START Passage

Researchers at Boca Raton Regional Hospital’s Marcus Neuroscience Institute (MNI) are one of only four sites nationally to be investigating the effectiveness of using engineered polio virus in the treatment of patients with an aggressive brain tumor – glioblastoma (GBM) multiforme – that has been refractory to conventional chemotherapy and/or radiation.
The Federal Drug Administration has designated the trial as “breakthrough therapy” which is meant to expedite the development of medications that have shown preliminary signs of clinical efficacy in patients in early clinical studies.
According to Frank Vrionis, MD, Ph.D., Director of MNI and Principal Investigator for the trial at the Institute, the modified polio virus (called PVSRIPO) is based on the oral poliovirus vaccine used in the U.S. in the past for standard vaccination of infants.
PVSRIPO doesn’t cause polio, but infects different cell types present in brain tumors, including malignant cells and immune cells that infiltrate the tumor. “When induced at the tumor site, it directly kills tumor cells and elicits inflammatory events that engage the immune system,” said Dr. Sajeel Chowdhary, Director of Neuro-Oncology at MNI and Sub-Investigator for the study.
Therapy for patients with brain tumors has always been impeded by what is known as the blood-brain barrier, which blocks chemotherapy agents from reaching tumor sites. The breech of that barrier through neurosurgical technique has now changed everything. “Through the use of micro catheters under MRI guidance and using a technique called convection enhanced delivery, we can now bypass the blood-brain barrier and deliver the therapeutic agent, such as PVSRIPO, to the tumor site” said Dr. Vrionis.

END Passage
START Material shown

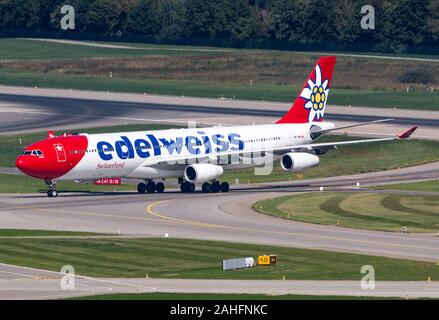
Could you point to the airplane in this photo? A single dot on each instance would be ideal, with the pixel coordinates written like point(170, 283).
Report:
point(195, 155)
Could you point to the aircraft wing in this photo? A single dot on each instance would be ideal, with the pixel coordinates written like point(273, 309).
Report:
point(318, 148)
point(321, 131)
point(321, 148)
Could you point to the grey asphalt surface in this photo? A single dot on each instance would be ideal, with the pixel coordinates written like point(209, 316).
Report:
point(26, 109)
point(27, 283)
point(225, 217)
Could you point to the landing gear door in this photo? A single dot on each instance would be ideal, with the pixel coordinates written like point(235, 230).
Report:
point(60, 152)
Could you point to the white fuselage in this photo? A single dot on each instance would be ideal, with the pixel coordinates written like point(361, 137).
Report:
point(159, 154)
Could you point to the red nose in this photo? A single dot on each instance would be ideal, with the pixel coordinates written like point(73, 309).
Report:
point(30, 165)
point(23, 164)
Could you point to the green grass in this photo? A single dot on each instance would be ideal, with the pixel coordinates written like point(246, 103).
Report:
point(195, 259)
point(423, 186)
point(384, 212)
point(26, 49)
point(41, 233)
point(267, 92)
point(211, 296)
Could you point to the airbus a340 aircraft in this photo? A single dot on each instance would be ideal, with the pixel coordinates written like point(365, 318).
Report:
point(195, 155)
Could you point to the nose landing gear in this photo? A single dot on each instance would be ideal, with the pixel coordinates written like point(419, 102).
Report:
point(51, 193)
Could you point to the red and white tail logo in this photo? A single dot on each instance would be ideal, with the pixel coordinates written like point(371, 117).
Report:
point(310, 104)
point(60, 153)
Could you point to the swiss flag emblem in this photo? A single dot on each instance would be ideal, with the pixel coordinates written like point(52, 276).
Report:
point(60, 153)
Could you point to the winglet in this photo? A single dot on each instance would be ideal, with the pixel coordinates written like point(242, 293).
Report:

END Material shown

Exercise description =
Write the next part of the passage on the engineered polio virus trial for glioblastoma, starting right after its last sentence.

Exercise response =
The procedure itself is minimally invasive and usually requires a one to two day hospitalization.
Findings of the use of PVSRIPO in the treatment of patients with recurrent GBMs have been very encouraging. Today, The New England Journal of Medicine published clinical trial results conducted by The Preston Robert Tisch Brain Tumor Center at Duke – Duke authors treated 61 patients with recurrent malignant gliomas with recombinant poliovirus infusion and noticed a 21 percent chance of three year survival versus four percent in historical controls.
“The use of immunotherapy in the treatment of cancer patients is now the new frontier in oncology,” noted Dr. Vrionis “We’re most proud that MNI has joined such a prestigious group in advancing the boundaries of that frontier.”